Stored items:
....

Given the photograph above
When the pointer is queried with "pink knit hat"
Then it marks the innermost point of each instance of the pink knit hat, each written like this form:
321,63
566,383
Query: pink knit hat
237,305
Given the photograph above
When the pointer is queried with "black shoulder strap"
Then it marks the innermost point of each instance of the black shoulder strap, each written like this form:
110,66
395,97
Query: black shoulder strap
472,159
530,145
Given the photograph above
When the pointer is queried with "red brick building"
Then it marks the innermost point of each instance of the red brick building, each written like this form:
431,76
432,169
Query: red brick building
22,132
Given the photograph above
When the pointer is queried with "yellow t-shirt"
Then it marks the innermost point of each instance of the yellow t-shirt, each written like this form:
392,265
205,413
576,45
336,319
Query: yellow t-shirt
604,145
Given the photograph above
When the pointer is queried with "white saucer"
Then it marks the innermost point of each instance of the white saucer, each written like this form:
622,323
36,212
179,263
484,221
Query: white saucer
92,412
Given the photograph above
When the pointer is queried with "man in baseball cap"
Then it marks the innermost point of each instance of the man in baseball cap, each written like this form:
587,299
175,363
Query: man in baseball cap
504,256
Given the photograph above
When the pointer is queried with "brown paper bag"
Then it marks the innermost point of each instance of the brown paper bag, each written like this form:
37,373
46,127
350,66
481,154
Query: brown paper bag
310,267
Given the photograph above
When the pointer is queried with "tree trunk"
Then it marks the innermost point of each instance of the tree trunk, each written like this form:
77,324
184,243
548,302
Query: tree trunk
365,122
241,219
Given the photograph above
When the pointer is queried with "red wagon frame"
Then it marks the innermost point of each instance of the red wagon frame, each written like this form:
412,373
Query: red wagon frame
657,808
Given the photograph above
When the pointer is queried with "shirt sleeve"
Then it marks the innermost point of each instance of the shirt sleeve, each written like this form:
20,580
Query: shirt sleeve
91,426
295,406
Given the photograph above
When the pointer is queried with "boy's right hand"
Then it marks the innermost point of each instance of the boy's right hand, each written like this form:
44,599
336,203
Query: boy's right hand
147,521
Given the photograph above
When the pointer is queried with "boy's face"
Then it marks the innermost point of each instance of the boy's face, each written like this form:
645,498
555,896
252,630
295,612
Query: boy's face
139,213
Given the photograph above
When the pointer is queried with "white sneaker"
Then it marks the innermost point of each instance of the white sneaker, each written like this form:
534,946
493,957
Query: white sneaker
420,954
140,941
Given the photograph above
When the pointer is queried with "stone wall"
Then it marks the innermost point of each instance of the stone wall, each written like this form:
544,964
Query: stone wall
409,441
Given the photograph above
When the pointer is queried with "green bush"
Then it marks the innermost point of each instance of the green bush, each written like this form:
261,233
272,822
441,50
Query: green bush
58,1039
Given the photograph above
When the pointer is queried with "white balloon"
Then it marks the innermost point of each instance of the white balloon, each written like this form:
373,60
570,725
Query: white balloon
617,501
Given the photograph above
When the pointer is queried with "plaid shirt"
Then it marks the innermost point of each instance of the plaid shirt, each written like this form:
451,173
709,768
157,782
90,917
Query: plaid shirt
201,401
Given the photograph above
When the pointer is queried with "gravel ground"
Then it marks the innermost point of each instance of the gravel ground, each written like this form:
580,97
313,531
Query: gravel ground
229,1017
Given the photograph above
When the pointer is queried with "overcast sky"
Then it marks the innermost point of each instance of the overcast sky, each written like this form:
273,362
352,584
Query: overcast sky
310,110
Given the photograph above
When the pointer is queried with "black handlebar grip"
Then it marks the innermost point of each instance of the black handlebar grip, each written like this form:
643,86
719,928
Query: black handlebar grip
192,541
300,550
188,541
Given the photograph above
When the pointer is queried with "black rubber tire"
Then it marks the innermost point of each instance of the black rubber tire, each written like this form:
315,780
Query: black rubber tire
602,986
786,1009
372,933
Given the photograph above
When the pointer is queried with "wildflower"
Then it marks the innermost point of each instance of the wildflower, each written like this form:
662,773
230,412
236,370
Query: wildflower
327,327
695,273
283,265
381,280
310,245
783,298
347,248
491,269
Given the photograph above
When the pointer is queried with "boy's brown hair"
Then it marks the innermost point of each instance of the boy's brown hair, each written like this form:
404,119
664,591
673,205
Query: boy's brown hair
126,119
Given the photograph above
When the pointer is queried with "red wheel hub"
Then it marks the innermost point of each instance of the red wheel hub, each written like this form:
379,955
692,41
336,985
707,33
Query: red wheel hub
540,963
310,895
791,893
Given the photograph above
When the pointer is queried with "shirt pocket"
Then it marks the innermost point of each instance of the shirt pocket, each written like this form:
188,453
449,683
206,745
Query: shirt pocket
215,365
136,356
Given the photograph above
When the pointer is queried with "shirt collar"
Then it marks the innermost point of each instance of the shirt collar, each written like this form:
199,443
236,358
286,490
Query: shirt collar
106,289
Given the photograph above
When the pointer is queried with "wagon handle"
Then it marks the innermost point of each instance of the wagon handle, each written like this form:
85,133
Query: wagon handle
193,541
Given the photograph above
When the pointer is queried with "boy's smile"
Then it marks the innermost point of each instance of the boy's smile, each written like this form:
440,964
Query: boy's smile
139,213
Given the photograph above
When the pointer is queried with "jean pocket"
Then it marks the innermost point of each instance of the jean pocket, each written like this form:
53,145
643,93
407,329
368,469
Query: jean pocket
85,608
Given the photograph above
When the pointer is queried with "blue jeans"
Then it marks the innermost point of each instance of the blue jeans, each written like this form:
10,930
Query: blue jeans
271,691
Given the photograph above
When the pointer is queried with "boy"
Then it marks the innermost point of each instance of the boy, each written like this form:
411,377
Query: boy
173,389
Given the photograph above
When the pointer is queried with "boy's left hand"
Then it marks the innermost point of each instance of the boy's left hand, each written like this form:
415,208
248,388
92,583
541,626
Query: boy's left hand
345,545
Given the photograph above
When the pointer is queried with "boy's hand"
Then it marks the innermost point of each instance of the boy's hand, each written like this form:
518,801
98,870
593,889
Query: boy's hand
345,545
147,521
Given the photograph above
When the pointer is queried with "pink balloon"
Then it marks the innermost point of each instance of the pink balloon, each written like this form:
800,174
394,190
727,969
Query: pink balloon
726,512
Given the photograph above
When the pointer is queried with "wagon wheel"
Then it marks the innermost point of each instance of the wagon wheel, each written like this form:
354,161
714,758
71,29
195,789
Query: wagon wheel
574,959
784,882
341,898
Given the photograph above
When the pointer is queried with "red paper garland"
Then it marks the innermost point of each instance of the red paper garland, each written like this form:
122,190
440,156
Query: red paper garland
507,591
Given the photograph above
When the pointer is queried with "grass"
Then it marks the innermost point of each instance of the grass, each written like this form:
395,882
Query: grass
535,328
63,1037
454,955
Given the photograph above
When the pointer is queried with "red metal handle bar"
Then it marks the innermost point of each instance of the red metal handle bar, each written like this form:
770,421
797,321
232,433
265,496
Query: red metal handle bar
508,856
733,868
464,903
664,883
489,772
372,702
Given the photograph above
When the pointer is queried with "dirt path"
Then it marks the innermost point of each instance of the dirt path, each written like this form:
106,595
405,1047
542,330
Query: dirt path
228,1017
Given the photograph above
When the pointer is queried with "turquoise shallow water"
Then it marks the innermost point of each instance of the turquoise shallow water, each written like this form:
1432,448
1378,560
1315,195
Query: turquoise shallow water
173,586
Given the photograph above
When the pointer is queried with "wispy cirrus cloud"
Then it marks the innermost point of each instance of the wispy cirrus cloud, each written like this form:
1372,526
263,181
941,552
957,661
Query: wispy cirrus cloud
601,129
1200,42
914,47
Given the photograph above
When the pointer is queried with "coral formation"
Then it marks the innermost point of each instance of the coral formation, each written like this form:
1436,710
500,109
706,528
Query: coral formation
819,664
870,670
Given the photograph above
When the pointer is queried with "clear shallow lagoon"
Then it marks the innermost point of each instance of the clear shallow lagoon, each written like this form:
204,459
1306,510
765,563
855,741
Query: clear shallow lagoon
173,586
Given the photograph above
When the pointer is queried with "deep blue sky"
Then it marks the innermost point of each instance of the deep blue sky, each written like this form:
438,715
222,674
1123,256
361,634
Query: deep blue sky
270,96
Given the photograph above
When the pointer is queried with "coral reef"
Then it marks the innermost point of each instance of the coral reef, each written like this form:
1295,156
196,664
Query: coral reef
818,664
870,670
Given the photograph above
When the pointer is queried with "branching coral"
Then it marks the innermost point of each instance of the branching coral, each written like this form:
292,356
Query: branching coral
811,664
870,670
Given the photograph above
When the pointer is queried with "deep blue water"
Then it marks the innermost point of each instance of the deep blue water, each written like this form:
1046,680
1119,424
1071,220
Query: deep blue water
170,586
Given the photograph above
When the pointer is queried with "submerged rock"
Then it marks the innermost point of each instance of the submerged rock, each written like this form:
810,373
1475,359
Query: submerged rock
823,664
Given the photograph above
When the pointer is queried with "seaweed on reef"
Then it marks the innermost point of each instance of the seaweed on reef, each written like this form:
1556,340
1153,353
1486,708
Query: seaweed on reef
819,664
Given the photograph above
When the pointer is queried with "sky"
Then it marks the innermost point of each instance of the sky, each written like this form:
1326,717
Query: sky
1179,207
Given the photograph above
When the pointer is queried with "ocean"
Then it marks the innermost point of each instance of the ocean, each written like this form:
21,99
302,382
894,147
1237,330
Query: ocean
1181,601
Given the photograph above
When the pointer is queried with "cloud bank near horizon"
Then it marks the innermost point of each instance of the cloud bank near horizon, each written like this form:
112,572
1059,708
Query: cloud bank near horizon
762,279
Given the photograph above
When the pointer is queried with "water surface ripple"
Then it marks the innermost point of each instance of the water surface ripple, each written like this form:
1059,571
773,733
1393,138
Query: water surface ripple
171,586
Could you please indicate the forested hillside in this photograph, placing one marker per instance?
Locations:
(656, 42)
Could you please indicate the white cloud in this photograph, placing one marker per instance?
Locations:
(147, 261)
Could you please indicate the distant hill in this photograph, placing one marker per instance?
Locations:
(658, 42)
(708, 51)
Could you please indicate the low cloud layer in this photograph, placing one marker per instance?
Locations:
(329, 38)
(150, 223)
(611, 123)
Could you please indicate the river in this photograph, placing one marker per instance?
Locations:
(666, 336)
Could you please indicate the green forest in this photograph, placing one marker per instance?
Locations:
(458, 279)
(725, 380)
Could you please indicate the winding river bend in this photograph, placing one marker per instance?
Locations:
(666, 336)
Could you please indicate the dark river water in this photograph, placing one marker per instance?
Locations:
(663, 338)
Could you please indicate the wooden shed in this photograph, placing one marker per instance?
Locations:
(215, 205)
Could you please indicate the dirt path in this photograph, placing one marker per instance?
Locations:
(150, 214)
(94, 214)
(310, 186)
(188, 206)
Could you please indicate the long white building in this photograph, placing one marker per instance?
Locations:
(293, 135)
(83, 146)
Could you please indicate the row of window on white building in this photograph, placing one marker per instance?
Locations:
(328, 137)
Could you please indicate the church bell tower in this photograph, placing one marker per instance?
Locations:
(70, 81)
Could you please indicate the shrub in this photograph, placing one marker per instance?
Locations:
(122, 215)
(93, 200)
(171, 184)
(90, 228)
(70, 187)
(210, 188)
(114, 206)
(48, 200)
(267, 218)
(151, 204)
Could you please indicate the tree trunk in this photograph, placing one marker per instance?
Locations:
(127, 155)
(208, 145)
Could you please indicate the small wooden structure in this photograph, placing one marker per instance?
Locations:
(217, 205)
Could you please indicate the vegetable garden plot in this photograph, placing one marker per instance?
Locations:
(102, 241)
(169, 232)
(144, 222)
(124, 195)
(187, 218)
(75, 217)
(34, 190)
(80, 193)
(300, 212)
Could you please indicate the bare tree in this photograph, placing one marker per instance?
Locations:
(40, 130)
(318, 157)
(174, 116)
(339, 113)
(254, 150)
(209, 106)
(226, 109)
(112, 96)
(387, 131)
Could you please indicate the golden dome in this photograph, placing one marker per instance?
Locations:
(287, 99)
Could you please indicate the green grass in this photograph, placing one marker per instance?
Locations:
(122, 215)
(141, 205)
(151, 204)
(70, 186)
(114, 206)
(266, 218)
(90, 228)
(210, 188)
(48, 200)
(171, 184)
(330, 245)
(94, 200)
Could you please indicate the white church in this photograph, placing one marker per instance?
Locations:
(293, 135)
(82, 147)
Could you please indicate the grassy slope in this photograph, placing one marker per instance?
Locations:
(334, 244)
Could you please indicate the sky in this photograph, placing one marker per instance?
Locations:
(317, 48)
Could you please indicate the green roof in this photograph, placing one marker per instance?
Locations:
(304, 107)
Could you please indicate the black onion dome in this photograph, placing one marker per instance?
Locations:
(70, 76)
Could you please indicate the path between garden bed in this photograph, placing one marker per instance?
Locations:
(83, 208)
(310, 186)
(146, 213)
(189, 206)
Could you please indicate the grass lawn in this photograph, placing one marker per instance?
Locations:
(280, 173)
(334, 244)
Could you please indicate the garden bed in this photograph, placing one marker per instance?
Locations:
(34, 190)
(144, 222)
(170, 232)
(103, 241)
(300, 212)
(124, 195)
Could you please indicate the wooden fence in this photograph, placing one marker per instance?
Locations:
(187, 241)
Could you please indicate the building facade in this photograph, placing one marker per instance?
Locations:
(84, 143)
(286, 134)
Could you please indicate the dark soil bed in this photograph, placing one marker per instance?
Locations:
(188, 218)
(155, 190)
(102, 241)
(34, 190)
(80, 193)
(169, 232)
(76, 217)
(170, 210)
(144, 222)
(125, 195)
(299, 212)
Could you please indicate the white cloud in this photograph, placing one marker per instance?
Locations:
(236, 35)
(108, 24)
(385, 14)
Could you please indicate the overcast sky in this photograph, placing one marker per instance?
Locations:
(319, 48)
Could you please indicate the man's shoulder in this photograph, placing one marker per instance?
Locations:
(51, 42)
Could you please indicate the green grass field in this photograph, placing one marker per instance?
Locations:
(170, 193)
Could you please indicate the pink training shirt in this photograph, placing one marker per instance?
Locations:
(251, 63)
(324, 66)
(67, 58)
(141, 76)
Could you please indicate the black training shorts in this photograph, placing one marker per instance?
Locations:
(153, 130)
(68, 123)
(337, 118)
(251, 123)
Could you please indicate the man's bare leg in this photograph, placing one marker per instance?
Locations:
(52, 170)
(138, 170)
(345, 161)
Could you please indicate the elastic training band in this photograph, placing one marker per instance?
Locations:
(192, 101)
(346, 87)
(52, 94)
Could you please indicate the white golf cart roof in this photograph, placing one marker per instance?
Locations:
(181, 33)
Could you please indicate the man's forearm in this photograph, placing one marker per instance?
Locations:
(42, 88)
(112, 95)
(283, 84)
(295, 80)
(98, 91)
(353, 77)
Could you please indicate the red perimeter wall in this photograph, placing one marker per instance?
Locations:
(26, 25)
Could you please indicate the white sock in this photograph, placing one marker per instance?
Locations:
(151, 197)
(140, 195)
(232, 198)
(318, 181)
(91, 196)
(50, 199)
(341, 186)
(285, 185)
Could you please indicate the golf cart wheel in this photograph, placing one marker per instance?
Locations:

....

- **Task objective**
Reproduce every line from the preceding data in which the word "wooden" can be found.

- **Answer box**
Could you please indicate the wooden shed in this photograph, placing one marker per instance?
Could you please indicate the small wooden structure in this photograph, placing one marker per instance?
Could you please indicate the wooden fence in this photograph, placing one marker per instance?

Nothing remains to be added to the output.